TASK DIRECTIONS:
Every entry is to be copied exactly as written, and the pictures are to be skipped.

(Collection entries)
┄┄┄┄┄┄
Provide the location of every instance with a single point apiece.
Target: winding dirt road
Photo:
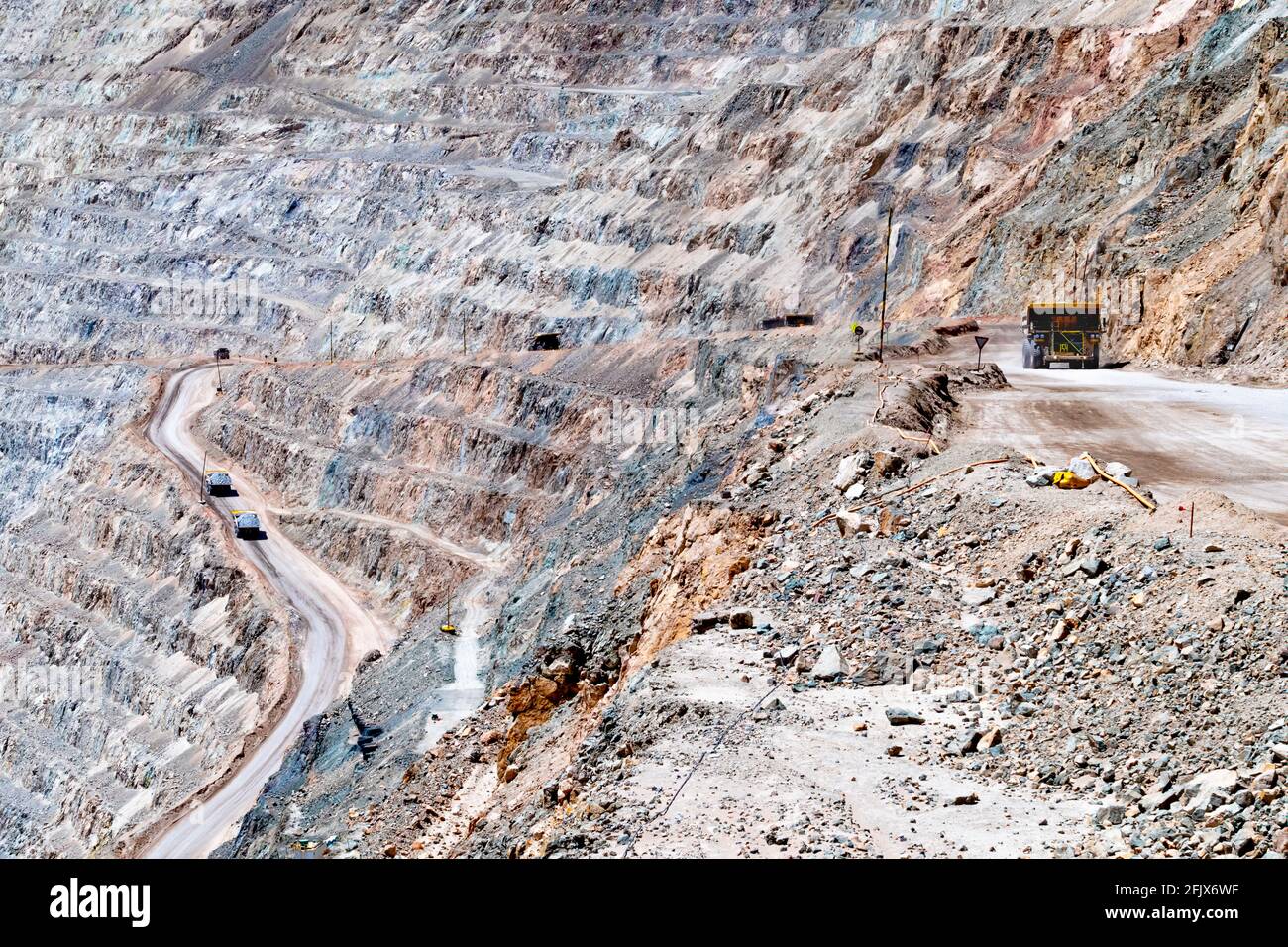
(339, 629)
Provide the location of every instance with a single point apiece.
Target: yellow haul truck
(1063, 333)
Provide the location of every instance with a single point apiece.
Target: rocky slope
(437, 195)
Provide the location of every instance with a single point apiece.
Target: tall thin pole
(885, 281)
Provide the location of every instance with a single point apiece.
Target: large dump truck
(218, 482)
(245, 523)
(1063, 333)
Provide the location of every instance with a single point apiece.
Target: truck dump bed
(245, 522)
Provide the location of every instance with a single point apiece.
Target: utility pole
(885, 279)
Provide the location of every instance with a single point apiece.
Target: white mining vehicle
(245, 523)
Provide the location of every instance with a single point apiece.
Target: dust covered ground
(884, 637)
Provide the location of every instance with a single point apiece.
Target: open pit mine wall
(257, 174)
(136, 655)
(417, 180)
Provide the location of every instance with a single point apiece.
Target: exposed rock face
(526, 235)
(138, 656)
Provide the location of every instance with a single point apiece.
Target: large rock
(885, 669)
(902, 716)
(850, 470)
(851, 523)
(829, 664)
(1210, 789)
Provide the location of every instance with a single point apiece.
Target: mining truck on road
(245, 523)
(1065, 333)
(218, 482)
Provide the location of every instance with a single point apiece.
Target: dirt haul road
(339, 630)
(1177, 436)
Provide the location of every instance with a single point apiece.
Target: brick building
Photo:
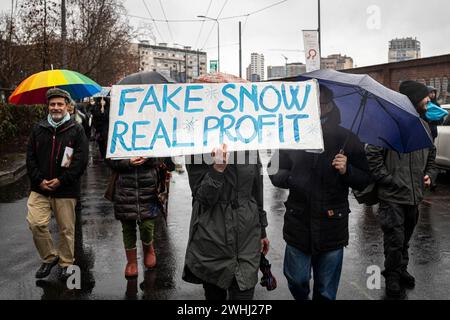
(434, 71)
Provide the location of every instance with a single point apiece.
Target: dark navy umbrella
(378, 115)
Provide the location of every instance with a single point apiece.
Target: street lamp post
(218, 39)
(285, 64)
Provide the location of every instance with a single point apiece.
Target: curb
(19, 169)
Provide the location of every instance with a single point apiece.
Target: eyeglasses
(56, 104)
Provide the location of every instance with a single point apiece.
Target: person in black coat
(100, 121)
(57, 156)
(136, 203)
(316, 220)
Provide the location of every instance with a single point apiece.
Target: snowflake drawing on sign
(189, 125)
(312, 129)
(212, 93)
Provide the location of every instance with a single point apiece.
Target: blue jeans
(326, 269)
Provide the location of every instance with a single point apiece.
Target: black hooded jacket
(317, 208)
(136, 188)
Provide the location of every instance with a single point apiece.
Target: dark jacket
(317, 208)
(46, 147)
(399, 176)
(227, 224)
(135, 192)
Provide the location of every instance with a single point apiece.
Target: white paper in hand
(67, 157)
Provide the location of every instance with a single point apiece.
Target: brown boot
(131, 268)
(149, 255)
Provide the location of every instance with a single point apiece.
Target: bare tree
(98, 40)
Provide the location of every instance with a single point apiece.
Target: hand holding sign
(137, 161)
(340, 163)
(220, 156)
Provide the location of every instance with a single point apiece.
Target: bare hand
(137, 161)
(54, 184)
(44, 185)
(340, 163)
(427, 181)
(265, 246)
(220, 156)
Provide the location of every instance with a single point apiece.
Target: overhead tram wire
(167, 21)
(154, 21)
(210, 32)
(203, 23)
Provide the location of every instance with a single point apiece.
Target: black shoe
(407, 280)
(394, 289)
(65, 274)
(45, 269)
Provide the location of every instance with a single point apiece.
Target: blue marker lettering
(154, 100)
(175, 143)
(124, 100)
(160, 128)
(138, 136)
(295, 118)
(167, 98)
(253, 96)
(230, 96)
(261, 99)
(255, 130)
(119, 135)
(207, 128)
(188, 98)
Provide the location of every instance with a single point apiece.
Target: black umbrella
(150, 77)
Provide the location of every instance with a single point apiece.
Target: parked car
(443, 142)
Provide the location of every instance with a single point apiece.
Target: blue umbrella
(378, 115)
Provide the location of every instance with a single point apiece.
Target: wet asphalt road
(100, 254)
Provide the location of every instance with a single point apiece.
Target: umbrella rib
(393, 118)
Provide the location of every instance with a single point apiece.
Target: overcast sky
(349, 27)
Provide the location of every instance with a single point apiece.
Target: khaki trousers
(40, 209)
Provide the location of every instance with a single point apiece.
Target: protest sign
(182, 119)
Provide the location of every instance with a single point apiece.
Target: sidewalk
(12, 168)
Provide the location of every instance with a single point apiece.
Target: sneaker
(46, 268)
(407, 280)
(394, 289)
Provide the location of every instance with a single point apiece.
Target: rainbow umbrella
(32, 90)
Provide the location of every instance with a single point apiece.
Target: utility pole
(285, 64)
(44, 56)
(63, 34)
(198, 63)
(240, 51)
(218, 39)
(185, 64)
(319, 28)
┄┄┄┄┄┄
ANSWER SPACE:
Provide the location of every instance with a single point apiece.
Target: winding dirt road
Photo:
(339, 629)
Provide the location of every instance with a single point apiece.
Target: yellow haul truck
(1063, 333)
Provide the location of every instance with a single point apiece.
Target: rocky slope
(437, 195)
Provide the location of every instance with a single point apiece.
Target: tall thin pole
(885, 281)
Provide the location of every instance with a single point apiece.
Target: large dump truck
(218, 482)
(245, 523)
(1063, 333)
Provide the location of every instance with a single point apiece.
Target: truck dump bed
(245, 522)
Provide the location of every instance with a single point apiece.
Target: utility pole
(885, 279)
Provide the location of every instance with a single point apiece.
Target: white mining vehicle
(245, 523)
Provide the location of every instance with a single point apiece.
Target: dust covered ground
(884, 637)
Provide the location of every instance with a single point apiece.
Target: open pit mine wall
(257, 174)
(136, 655)
(417, 180)
Provide the location of every instance with a single point apiece.
Target: exposed rock face
(526, 235)
(138, 656)
Provide the location of every instance with a single point apiece.
Target: large rock
(885, 669)
(902, 716)
(850, 470)
(851, 523)
(829, 664)
(1210, 789)
Provide the location of every instance with a single point apiece.
Target: mining truck on road
(245, 523)
(1065, 333)
(218, 482)
Provide the location of every instance with a single point apiece.
Target: dirt haul road
(339, 630)
(1177, 436)
Provide the location of every instance with a single point apiece.
Target: brick building
Photo:
(434, 71)
Provide the location of every instance with a single point apiece.
Target: dark navy umbrella
(378, 115)
Provide the location of every instance with a single point apiece.
Target: street lamp post
(218, 39)
(285, 64)
Provide the location of every instance with a single point apiece.
Target: curb
(19, 169)
Provide the location of every instance with a single point apiece.
Target: eyeglasses
(56, 104)
Provide the location of every instance with a single point apiece.
Target: person in black coat
(100, 121)
(57, 156)
(136, 203)
(316, 220)
Provide the location of every instance with a single point apiece.
Target: snowflake drawing on sign
(189, 125)
(312, 129)
(212, 93)
Provide the location of every instance with a single point apiece.
Target: blue jeans
(326, 269)
Provide the location of every instance with a single point apiece.
Target: black hooded jacket
(317, 208)
(136, 188)
Provide the location of every instance with a single point apiece.
Target: dark jacket
(317, 208)
(46, 147)
(399, 176)
(227, 224)
(135, 192)
Provide the location of every instance with a single point apiece.
Target: white paper in hand
(67, 157)
Provide the location of every instance with a single point apiece.
Target: brown boot
(131, 268)
(149, 255)
Provide the location of every instance with a single point apiece.
Target: bare tree
(98, 40)
Provide the location of every instance with a single point apiece.
Target: hand holding sign
(137, 161)
(340, 163)
(220, 156)
Provide the location of every instance with a single point apiece.
Target: bare hand
(137, 161)
(54, 184)
(44, 185)
(340, 163)
(427, 181)
(265, 246)
(220, 156)
Provide the location of every instance with a single point apiece.
Target: overhead tram wire
(167, 21)
(154, 21)
(210, 32)
(203, 23)
Provide the location of every instance with a single point apiece.
Target: black shoe
(407, 280)
(394, 289)
(65, 274)
(45, 269)
Provide the location of every instance with a single point apiece.
Target: blue marker lettering
(154, 100)
(175, 143)
(124, 100)
(160, 128)
(138, 136)
(295, 118)
(167, 98)
(253, 96)
(230, 96)
(261, 99)
(255, 130)
(119, 135)
(207, 128)
(188, 98)
Provide the location of every instance with a single point apiece.
Target: black umbrella
(150, 77)
Provide the location of every instance with a single point apiece.
Target: parked car
(443, 142)
Provide the location of every instance with a single point apiece.
Target: blue umbrella
(378, 115)
Provide the location of every instance with a single point apiece.
Target: wet asphalt road
(100, 254)
Provide the location of every instance with a single point apiece.
Target: umbrella rib
(393, 118)
Provide the location of every instance with a single point apiece.
Target: overcast sky
(349, 27)
Provide the location of every instance with a single point apiece.
Target: khaki trousers
(40, 209)
Provide the location of every instance with a single point apiece.
Target: protest sign
(182, 119)
Provide the location of every instance with a single point apiece.
Target: sidewalk
(12, 168)
Provide the location of every instance with a single point apiece.
Target: sneaker
(46, 268)
(407, 280)
(394, 289)
Provide the location of every instance with a single point apiece.
Target: rainbow umbrella
(32, 90)
Provide the location of every instance with a single point apiece.
Target: utility pole
(285, 64)
(44, 56)
(63, 34)
(198, 63)
(240, 51)
(218, 39)
(185, 64)
(319, 28)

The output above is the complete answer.